> [WRITTEN REQUEST 1] Do these statements agree with the passage on Multivariate Adaptive Regression Splines below? For each, answer yes or no and quote the deciding words. (a) The MARS algorithm assumes that the coefficients of the predictor variables are constant across all values of a predictor. (b) Each knot has a pair of basis functions. (c) The MARS algorithm builds a model in three steps.
> [WRITTEN REQUEST 2] Return each line of the records that contains the string "instances".

> [DOCUMENT PASSAGE]
Introduction
Multivariate Adaptive Regression Splines (MARS) is a non-parametric regression method that builds multiple linear regression models across the range of predictor values. It does this by partitioning the data, and run a linear regression model on each different partition.
The MARS algorithm is an extension of linear models that makes no assumptions about the relationship between the response variable and the predictor variables. While Generalized Linear Models and Generalized Additive Models assume that the coefficients of the predictor variables are constant across all values of a predictor, the MARS algorithm specifically takes into account that this is often not the case. But the MARS algorithm also has similarities to machine learning models such as tree-based models, because it uses a similar iterative approach.
The MARS algorithm builds a model in two steps. First, it creates a collection of so-called basis functions (BF). In this procedure, the range of predictor values is partitioned in several groups. For each group, a separate linear regression is modeled, each with its own slope. The connections between the separate regression lines are called knots. The MARS algorithm automatically searches for the best spots to place the knots. Each knot has a pair of basis functions. These basis functions describe the relationship between the environmental variable and the response. The first basis function is ‘max(0, env var - knot), which means that it takes the maximum value out of two options: 0 or the result of the equation ‘environmental variable value – value of the knot’. The second basis function has the opposite form: max(0, knot - env var).
For example, if the value of the environmental variable at the knot is 11, then:
Basis function 1: for any value below 11, the outcome of ‘Env var – Knot’ will result in a negative number, which is smaller than 0 and thus the outcome of the basis function is 0. This means that the outcome of basis function 1 is 0 for all environmental values up to the knot, while for all values after the knot, the outcome of basis function 1 is the value of the environmental variable minus 11.

> [DATA FOR THIS EXERCISE]
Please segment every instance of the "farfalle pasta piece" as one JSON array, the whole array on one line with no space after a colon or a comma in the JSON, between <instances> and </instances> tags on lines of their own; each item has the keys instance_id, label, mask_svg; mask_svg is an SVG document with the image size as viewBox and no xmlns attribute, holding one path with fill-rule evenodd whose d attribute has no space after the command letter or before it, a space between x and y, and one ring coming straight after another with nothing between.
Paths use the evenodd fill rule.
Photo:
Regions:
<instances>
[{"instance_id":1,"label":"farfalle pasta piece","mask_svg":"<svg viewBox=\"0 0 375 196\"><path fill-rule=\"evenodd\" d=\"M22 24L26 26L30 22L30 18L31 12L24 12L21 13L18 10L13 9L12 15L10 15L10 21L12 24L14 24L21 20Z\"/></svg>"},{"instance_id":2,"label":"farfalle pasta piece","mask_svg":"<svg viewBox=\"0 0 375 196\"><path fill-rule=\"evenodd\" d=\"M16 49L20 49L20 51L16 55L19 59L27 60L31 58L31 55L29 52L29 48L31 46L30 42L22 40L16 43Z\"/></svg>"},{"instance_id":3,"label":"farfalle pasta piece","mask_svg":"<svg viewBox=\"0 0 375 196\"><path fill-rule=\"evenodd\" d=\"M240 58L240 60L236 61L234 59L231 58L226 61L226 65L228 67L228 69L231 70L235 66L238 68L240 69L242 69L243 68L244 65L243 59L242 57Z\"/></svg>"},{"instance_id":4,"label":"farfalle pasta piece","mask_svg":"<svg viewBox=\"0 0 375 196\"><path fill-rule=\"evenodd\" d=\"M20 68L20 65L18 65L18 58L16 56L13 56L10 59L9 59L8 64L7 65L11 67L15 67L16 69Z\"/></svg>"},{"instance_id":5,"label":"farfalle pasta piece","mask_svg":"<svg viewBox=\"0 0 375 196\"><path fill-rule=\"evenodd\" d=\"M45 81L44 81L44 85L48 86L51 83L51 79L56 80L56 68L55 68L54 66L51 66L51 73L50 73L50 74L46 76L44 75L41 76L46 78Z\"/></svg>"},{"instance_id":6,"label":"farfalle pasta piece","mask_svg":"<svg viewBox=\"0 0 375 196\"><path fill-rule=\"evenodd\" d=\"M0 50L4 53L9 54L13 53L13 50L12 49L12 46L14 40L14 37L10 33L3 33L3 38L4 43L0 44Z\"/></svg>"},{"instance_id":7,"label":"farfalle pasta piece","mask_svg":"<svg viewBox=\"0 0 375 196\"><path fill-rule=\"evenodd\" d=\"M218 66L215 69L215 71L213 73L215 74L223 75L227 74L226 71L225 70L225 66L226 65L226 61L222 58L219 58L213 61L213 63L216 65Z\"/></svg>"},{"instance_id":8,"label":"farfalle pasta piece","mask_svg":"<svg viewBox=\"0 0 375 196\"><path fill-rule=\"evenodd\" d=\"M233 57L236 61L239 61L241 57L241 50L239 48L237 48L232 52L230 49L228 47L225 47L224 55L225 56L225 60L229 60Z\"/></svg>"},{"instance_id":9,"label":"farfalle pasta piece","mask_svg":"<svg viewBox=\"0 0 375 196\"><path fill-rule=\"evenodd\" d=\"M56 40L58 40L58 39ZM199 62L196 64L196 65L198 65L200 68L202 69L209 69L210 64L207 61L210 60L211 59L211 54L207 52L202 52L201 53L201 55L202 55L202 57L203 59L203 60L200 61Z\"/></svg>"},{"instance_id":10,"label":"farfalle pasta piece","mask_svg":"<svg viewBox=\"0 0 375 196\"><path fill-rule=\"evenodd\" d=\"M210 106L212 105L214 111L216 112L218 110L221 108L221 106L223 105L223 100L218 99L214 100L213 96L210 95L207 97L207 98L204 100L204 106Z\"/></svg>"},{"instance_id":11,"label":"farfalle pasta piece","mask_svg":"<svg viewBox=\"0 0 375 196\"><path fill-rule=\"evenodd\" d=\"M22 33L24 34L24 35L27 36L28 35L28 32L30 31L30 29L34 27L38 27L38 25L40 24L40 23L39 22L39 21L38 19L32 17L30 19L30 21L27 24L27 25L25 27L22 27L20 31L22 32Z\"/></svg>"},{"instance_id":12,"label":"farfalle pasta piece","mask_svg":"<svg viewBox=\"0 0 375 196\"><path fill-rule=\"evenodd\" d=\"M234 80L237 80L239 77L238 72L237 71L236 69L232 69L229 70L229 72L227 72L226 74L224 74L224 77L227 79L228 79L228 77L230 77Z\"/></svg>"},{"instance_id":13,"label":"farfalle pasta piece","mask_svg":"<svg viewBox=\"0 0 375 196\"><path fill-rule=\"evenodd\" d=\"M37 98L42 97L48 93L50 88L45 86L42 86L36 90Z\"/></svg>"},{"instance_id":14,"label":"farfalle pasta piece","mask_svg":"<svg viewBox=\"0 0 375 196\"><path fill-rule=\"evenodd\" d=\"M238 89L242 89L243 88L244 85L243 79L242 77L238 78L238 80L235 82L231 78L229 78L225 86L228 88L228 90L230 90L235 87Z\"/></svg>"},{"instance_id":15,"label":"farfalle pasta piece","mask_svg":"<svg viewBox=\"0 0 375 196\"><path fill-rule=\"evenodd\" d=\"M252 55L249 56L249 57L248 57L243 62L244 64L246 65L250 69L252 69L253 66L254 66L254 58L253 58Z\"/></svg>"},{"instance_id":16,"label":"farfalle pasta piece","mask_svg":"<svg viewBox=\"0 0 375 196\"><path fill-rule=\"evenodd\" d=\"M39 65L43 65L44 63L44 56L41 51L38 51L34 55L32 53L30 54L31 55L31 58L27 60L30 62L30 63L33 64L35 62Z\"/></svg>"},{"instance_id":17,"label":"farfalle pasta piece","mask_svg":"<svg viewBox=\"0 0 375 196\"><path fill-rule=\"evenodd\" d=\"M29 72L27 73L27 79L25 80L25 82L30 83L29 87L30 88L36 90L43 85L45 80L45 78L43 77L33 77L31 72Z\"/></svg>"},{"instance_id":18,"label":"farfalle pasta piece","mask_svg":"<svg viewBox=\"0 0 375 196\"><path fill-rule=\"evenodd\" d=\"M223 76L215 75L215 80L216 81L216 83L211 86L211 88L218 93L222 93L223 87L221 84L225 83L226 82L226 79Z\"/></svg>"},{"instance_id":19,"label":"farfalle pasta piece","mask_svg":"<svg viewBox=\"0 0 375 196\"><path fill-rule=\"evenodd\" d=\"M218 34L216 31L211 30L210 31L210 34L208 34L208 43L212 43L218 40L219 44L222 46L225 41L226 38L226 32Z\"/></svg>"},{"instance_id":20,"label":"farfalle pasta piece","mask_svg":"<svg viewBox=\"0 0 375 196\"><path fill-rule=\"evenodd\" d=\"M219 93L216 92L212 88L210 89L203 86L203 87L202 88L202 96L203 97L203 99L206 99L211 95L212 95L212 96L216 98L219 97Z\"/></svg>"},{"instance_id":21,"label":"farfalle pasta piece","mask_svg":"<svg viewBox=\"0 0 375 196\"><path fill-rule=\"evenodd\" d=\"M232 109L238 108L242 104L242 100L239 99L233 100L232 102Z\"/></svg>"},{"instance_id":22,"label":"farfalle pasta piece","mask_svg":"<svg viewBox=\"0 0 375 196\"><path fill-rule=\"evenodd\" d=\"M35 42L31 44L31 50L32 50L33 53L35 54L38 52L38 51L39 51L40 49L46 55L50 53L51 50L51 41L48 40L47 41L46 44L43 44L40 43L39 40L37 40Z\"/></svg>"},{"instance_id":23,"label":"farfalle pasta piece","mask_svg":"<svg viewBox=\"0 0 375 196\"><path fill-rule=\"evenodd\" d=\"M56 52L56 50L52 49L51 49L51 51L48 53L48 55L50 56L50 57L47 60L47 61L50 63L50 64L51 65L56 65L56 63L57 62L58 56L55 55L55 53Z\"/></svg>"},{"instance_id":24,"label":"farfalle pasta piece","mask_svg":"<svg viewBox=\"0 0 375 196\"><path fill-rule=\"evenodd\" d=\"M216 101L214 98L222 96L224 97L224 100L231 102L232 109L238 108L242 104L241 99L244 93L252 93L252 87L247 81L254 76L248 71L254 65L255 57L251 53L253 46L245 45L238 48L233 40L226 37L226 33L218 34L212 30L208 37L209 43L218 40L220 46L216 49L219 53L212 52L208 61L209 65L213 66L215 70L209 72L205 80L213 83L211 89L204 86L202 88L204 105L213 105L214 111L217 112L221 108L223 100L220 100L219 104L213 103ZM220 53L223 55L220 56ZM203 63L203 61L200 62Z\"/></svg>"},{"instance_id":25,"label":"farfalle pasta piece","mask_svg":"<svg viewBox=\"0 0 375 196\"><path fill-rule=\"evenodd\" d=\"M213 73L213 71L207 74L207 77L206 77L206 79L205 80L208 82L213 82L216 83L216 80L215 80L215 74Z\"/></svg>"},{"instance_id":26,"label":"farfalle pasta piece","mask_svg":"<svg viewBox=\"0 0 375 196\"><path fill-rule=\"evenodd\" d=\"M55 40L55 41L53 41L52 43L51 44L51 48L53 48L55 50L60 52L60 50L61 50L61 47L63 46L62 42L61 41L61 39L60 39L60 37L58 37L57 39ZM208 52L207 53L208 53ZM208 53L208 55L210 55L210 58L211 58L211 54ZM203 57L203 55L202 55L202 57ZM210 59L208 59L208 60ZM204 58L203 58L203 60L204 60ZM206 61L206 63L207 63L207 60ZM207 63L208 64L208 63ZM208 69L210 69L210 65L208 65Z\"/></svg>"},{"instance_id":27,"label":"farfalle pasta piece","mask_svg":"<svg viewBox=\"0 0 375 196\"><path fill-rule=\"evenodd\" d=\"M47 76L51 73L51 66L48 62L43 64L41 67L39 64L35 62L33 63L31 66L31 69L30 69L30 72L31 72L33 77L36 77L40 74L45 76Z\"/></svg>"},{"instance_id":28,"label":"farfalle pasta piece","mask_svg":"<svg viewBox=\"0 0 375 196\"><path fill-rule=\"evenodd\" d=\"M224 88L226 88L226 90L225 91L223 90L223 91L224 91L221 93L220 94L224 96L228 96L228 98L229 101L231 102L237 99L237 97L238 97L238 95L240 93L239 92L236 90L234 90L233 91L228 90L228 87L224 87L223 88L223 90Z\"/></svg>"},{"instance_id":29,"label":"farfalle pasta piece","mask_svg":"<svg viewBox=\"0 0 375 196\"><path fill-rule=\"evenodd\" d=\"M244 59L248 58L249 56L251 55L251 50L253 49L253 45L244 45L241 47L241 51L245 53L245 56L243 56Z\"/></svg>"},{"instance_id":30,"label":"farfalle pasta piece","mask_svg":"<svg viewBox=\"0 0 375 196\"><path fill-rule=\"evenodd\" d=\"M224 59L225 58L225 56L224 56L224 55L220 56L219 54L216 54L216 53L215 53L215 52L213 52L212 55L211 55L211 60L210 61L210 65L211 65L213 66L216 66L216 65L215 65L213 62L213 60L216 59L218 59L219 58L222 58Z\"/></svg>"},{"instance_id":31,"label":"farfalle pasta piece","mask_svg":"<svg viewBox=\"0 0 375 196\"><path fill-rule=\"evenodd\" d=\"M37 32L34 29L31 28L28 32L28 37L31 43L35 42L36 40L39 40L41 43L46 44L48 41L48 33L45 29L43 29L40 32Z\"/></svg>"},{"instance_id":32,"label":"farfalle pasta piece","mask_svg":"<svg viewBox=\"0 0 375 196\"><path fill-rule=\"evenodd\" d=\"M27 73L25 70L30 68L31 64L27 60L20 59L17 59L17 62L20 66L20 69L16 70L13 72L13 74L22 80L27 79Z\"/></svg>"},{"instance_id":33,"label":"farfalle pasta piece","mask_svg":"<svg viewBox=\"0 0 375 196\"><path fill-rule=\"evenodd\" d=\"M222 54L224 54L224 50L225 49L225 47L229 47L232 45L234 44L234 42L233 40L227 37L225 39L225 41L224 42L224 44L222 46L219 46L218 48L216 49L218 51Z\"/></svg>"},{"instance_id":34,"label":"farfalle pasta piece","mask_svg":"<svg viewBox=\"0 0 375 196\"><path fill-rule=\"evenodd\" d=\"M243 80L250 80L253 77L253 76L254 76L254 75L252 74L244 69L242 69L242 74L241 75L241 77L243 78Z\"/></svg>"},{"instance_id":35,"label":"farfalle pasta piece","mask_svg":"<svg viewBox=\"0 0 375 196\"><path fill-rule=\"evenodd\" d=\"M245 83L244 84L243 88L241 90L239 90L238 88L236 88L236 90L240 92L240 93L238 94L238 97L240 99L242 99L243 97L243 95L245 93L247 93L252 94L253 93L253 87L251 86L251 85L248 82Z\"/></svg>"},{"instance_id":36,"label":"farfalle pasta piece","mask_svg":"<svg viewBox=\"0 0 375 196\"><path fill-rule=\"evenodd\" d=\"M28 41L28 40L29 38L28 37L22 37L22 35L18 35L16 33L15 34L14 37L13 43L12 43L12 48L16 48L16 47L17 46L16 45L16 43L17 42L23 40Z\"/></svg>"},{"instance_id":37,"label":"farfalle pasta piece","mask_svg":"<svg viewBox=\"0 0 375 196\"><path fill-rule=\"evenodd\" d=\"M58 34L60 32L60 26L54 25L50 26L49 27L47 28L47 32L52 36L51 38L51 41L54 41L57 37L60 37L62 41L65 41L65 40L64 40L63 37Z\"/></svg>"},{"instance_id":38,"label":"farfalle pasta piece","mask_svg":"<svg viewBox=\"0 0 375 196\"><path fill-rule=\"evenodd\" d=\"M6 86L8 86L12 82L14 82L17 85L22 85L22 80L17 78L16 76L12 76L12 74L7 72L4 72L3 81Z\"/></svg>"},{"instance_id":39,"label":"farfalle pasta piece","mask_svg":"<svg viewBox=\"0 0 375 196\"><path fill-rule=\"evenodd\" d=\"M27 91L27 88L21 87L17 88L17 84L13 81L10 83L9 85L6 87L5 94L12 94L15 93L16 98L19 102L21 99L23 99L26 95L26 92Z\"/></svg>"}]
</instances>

> [ANSWER 1]
(a) No: "the MARS algorithm specifically takes into account that this is often not the case."
(b) Yes: "Each knot has a pair of basis functions."
(c) No: "The MARS algorithm builds a model in two steps."

> [ANSWER 2]
Please segment every instance of the "farfalle pasta piece" as one JSON array, the whole array on one line with no space after a colon or a comma in the JSON, between <instances> and </instances> tags on lines of their own; each item has the keys instance_id, label, mask_svg; mask_svg is an SVG document with the image size as viewBox and no xmlns attribute, holding one path with fill-rule evenodd whose d attribute has no space after the command letter or before it, a space between x and y, and one ring coming straight after another with nothing between.
<instances>
</instances>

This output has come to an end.